◆ Task statement
Only lines containing "frame" belong in the answer, each copied from the entries below.

◆ Records shown
┄┄┄┄┄┄

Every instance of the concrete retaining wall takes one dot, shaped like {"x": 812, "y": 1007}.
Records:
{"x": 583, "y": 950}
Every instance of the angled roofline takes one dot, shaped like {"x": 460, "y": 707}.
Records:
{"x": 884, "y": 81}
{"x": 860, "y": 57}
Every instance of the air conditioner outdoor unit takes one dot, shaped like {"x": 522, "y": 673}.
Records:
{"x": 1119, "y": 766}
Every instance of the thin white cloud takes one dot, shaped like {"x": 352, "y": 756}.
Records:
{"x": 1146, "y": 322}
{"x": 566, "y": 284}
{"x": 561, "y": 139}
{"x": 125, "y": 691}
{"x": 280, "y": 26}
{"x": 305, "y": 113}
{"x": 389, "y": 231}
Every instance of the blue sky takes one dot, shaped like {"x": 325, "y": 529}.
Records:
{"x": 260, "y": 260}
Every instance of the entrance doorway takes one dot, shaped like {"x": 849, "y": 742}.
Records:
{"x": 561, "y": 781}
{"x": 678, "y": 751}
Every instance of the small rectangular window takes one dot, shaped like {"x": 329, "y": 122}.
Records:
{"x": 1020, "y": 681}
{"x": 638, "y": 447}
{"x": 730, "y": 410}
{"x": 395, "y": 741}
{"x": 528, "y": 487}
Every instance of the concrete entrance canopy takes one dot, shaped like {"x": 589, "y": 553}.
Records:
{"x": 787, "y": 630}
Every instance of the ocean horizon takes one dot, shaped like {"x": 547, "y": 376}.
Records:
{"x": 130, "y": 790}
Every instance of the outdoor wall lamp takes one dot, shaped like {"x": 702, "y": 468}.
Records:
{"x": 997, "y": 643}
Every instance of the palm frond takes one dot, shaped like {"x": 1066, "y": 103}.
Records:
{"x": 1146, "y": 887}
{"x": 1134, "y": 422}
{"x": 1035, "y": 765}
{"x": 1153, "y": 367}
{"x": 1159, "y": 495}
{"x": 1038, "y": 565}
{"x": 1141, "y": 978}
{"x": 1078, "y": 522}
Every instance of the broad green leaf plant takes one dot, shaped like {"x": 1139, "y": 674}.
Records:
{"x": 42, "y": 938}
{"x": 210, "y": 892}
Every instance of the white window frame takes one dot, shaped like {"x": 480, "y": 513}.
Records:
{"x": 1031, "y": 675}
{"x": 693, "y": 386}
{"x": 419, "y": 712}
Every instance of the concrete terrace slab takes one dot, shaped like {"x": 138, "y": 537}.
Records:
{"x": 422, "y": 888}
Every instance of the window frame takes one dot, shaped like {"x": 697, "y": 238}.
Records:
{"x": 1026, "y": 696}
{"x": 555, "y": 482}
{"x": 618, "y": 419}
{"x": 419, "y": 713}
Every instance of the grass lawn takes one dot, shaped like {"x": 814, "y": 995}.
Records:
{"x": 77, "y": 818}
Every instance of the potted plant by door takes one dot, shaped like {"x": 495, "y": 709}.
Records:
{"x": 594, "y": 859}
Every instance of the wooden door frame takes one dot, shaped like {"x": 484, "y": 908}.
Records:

┄┄┄┄┄┄

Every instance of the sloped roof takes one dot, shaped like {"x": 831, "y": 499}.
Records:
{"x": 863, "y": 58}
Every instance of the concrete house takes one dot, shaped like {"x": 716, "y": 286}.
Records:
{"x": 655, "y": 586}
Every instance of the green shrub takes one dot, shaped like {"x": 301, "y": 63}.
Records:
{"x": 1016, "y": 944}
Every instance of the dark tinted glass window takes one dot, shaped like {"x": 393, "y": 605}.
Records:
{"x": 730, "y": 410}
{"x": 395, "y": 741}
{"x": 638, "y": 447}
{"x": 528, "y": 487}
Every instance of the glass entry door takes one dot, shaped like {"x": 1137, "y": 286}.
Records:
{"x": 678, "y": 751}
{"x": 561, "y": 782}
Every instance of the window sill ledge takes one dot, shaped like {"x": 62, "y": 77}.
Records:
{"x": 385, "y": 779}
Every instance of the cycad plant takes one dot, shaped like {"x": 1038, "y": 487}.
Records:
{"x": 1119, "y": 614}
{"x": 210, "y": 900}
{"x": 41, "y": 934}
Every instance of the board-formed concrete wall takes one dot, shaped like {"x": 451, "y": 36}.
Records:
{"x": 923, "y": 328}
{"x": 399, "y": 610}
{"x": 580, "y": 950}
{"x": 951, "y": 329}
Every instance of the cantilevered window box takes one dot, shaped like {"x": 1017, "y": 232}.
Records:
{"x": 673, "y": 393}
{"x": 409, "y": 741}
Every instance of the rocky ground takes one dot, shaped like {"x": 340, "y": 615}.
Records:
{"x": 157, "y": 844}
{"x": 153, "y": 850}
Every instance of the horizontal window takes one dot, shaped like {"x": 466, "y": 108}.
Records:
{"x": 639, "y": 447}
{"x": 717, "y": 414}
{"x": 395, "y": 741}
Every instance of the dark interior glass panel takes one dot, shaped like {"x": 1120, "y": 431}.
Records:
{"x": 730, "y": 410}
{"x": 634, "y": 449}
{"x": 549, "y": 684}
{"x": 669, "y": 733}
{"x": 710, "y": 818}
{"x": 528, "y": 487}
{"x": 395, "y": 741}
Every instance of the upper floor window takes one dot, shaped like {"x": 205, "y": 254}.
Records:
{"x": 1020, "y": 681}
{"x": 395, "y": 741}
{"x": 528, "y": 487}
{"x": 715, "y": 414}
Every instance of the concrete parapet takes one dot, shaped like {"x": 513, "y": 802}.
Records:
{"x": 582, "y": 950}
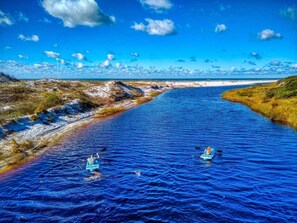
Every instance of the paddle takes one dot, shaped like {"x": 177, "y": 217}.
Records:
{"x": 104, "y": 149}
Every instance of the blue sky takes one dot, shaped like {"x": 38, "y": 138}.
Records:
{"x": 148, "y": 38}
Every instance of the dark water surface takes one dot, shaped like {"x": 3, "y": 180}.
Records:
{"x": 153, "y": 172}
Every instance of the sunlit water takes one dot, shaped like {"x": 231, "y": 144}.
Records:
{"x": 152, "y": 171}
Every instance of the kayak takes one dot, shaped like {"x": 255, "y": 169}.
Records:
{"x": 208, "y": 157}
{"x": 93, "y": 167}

┄┄┄┄┄┄

◆ Answer below
Every instance of the white window frame takes one dot, shaped like {"x": 480, "y": 513}.
Every instance of the window frame takes one dot, shaped like {"x": 697, "y": 238}.
Every instance of the wooden door frame takes one dot, shaped like {"x": 484, "y": 908}.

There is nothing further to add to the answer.